• [Task description]:
Can you edit the rows so that every "instance" becomes "object", with nothing else changed? Leave the pictures out of your answer.

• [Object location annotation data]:
•••

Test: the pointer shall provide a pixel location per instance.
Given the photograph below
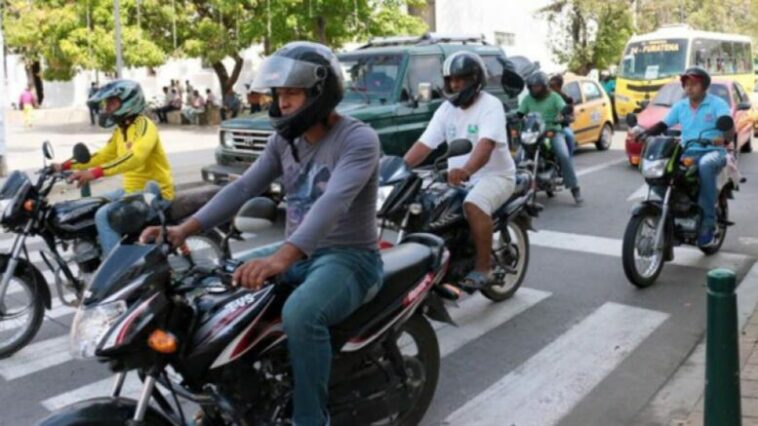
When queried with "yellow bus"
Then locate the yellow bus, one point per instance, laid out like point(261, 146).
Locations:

•••

• [Response]:
Test: the pointer shall provide a pixel location per object.
Given the photograph below
When queried with "yellow bus"
Then locate the yellow bus, one point per object, laid out like point(261, 146).
Locations:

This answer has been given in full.